> Provided passage
__________________________________________________
Los Angeles sting nets nearly 300 trafficking arrests

A massive, three-day sweep led to recent arrests of 286 persons in the Los Angeles area, most on charges of prostitution. Victims are receiving care in protective custody. Among U.S. states, California has the largest number of human trafficking cases reported; more than 500 sex trafficking cases have been reported there this year.

According to the U.S. State Department’s 2016 Trafficking in Person Report, the top three countries of origin for persons trafficked for sex or labor in the United States are the U.S. itself, Mexico, and the Philippines.

August 19, 2016

Attacks on aid workers down in 2015

The year 2015 saw the second straight drop in attacks against aid workers, per the 2016 Aid Worker Security Report. The report shows that 287 aid workers were affected in 148 incidents recorded in 25 countries last year. That’s 42 fewer victims and a 22% drop in the number of attacks in 2014.

Afghanistan remained the most dangerous country for aid workers, accounting for 53 incidents and 101 victims. Somalia was the second-worst and South Sudan the third-most dangerous place. Syria and Yemen were among the top five most dangerous places for aid workers. Of the victims recorded in 2015, 109 were killed, 110 injured, and 68 survived being kidnapped. The majority of workers affected in Afghanistan were kidnapped. In Somalia, most were affected by shootings. And aid workers in South Sudan most often experienced shootings or bodily assaults, including rape.

World Vision operates in four of the five most dangerous countries for aid workers. The deadliest year in the past five years — 2013 — saw 475 workers affected by 265 incidents.

Worst of El Niño over, but 60 million still feel the effects

The strongest El Niño climate-warming phenomenon in nearly 20 years is over, say scientists at the World Meteorological Organization. But that will provide little comfort to the 60 million people whose crops and livelihoods were negatively impacted by increased and more severe droughts since 2014.

The most vulnerable people are families that rely on farming or wages from jobs as day-laborers. People in Central America, Southern Africa, and the Pacific Islands are particularly hard-hit. Humanitarian groups say these families will feel the effects into the next planting season. The meteorological organization predicts a fair chance of a La Niña cooling trend lasting through 2016. Areas now experiencing drought could face flooding, and areas that have received excessive rainfall could experience drought.
__________________________________________________
> Given data
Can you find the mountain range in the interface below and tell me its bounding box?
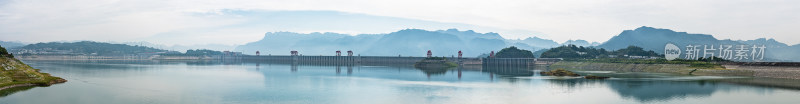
[597,26,800,61]
[234,26,800,61]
__________________________________________________
According to the news briefs, which country remained the most dangerous for aid workers in 2015? The data isn't needed here.

> Solution below
Afghanistan